= DOCUMENT TEXT =

* Start *

The amendments to the act lowered the amount of tires, by weight, that tire producers — companies like Goodyear, BFGoodrich, Michelin and Pirelli, as well as major auto makers such as General Motors, Ford, Toyota and Honda — would have to recycle. With no financial incentive to continue picking up after their target is reached, tires are piling up in small yards in places like North York or Orillia, or in industrial sites such as the one in Stittsville, near Ottawa, which held 600,000 tires before the Ministry stepped in Jan. 7.

Nickel Belt MPP, France Gélinas, whose riding covers the Azilda stockpile said that within the current system, the oversight of it is left to the tire producers, “left to the industry itself.”

“Not only did the government not make sure that the industry followed the rules, they made the rules even lower,” said Gélinas. “With no oversight, it became a cash cow for the tire industry, at the expense of every one of us.”

She said while the government has the capability and has the responsibility to make it right, “This is not where their big donors fit, so they have no interest in it.”

* End *

Location identification items:
* Start *

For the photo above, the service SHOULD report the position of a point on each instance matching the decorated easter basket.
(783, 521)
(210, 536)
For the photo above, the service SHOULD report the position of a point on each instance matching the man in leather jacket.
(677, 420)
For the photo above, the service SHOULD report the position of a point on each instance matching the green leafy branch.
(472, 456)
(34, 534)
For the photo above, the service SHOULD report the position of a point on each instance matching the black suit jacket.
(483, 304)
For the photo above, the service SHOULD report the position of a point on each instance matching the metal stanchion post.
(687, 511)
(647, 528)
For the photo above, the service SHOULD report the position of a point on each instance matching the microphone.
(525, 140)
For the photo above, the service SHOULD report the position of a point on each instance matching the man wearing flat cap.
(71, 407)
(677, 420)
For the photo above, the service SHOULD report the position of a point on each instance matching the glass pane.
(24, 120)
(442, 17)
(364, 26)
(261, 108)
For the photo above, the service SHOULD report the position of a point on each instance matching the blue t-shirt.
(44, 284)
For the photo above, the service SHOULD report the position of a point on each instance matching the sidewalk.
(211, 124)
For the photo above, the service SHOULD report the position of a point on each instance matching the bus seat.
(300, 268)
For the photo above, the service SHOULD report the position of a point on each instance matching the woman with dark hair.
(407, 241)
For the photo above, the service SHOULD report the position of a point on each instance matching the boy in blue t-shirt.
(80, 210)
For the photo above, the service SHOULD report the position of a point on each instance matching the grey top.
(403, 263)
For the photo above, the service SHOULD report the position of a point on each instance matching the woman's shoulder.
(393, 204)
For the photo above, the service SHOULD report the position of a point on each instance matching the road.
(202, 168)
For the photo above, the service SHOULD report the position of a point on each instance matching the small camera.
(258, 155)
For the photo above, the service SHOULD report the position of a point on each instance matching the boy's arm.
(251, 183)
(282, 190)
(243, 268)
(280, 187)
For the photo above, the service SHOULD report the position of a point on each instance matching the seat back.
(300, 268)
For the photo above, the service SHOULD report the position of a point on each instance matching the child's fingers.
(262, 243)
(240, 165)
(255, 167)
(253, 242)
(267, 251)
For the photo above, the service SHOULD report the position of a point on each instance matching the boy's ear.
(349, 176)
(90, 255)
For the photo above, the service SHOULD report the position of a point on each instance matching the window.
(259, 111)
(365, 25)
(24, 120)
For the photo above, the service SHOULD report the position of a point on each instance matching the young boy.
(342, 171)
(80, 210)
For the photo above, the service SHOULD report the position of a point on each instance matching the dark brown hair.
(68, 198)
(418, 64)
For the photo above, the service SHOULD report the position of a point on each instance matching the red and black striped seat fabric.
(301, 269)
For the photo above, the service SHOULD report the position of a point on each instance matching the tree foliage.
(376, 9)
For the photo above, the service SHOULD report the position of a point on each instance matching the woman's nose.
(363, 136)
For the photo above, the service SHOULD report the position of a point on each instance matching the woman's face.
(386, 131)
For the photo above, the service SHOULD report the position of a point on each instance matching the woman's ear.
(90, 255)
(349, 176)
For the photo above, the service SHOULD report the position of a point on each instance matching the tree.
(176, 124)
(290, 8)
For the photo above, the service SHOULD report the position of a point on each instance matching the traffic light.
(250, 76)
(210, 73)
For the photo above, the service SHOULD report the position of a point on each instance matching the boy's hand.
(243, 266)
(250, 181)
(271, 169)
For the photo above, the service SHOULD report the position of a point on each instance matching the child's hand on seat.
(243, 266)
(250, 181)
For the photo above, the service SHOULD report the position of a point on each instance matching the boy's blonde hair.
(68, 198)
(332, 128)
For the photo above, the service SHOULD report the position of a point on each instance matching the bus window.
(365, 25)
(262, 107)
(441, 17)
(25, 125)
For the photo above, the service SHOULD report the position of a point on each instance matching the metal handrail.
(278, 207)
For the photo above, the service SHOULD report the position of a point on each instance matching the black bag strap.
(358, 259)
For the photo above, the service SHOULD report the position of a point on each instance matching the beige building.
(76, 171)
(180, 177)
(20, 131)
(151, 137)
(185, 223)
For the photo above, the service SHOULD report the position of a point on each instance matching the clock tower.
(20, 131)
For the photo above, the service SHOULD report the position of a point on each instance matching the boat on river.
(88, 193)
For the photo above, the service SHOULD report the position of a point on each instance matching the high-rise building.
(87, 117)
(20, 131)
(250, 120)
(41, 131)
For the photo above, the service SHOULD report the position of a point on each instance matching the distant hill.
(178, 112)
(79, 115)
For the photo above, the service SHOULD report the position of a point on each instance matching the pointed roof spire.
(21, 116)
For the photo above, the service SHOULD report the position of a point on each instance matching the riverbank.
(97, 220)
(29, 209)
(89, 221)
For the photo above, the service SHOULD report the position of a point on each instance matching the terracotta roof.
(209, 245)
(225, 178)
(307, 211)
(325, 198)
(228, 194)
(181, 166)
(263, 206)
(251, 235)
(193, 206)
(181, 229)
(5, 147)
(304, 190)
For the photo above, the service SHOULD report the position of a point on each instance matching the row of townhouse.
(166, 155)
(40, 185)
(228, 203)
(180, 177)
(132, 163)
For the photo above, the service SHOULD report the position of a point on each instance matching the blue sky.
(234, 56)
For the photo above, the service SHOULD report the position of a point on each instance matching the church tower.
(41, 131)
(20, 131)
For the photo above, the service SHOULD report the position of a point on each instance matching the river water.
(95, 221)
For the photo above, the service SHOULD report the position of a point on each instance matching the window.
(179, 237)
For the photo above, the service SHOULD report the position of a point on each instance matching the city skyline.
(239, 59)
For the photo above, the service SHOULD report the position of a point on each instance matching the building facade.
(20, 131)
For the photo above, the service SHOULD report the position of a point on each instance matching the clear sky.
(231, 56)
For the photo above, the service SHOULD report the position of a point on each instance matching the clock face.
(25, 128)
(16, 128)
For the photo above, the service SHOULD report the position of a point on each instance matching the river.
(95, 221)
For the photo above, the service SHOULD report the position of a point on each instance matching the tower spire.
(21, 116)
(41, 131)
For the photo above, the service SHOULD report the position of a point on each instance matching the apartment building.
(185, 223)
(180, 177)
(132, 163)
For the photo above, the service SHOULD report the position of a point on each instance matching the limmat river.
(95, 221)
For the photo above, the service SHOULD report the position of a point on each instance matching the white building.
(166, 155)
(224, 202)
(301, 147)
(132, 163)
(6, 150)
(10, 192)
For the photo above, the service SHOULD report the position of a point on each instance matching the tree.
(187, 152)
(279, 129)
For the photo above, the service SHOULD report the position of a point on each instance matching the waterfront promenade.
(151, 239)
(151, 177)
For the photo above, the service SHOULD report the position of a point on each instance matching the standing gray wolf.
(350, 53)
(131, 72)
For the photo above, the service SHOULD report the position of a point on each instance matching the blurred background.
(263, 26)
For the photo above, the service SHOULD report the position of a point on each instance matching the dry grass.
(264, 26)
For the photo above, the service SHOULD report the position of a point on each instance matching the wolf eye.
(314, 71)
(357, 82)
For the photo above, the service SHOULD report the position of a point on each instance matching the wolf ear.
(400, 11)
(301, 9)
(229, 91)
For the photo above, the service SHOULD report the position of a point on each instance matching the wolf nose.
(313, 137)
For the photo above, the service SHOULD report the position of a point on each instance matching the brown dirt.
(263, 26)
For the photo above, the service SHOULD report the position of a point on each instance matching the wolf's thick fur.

* End *

= REQUEST 1 =
In the records, from the line with "the blurred background." up to and including the last line, swap "wolf" for "coyote" and reproduce those lines with nothing else altered.
= REQUEST 2 =
Write what comes next in the article on tire stockpiles, picking up after its final sentence.
The records are unrelated to the article on tire stockpiles.

= WRITTEN ANSWER 1 =
For the photo above, the service SHOULD report the position of a point on each instance matching the blurred background.
(263, 26)
For the photo above, the service SHOULD report the position of a point on each instance matching the dry grass.
(264, 26)
For the photo above, the service SHOULD report the position of a point on each instance matching the coyote eye.
(314, 71)
(357, 82)
For the photo above, the service SHOULD report the position of a point on each instance matching the coyote ear.
(400, 11)
(301, 9)
(229, 91)
For the photo above, the service SHOULD report the position of a point on each instance matching the coyote nose.
(313, 137)
For the photo above, the service SHOULD report the position of a point on each instance matching the brown dirt.
(263, 26)
For the photo above, the service SHOULD report the position of a point on each instance matching the coyote's thick fur.

= WRITTEN ANSWER 2 =
“We have a Conservative government that has never spoken about the environment, ever, except to say that we will make it easier to open mines,” she told Sudbury.com. “The environment is not something that helps them make a ton of money, so it’s not something that they have interest in.”

The CEO of one of the affected companies, Donato Ardellini of Environmental 360 Solutions told Sudbury.com if the Act “doesn’t get fixed fast, tires are going to be accumulating in the streets.”

However, Ardellini also claims the system was broken long before the recycling targets were dropped. He described the RPRA, run by former Sudburian, Lorella Hayes, as “ineffective, slow and bureaucratic,” and in a statement posted to his website said the RPRA is “lacking an understanding of how commercial markets work” and accused them of backing down, saying the RPRA “cowed in the face of opposition” from the companies they’re supposed to regulate.

In some cases, the Auditor General agrees, noting also that the regulator has $20 million in debt “with no formal debt management policy.”

Both the Ministry of the Environment Conservation and Parks, who controls the act, and the RPRA, denied our request for an interview.

In an email statement, a Ministry spokesperson said they are working with the RPRA “to find ways to ensure that producers and PROs continue to operate their collection and recycling networks so that tires are picked up, sorted and processed in a timely fashion.”

To understand that, you’ll need a short history of tire recycling in Ontario.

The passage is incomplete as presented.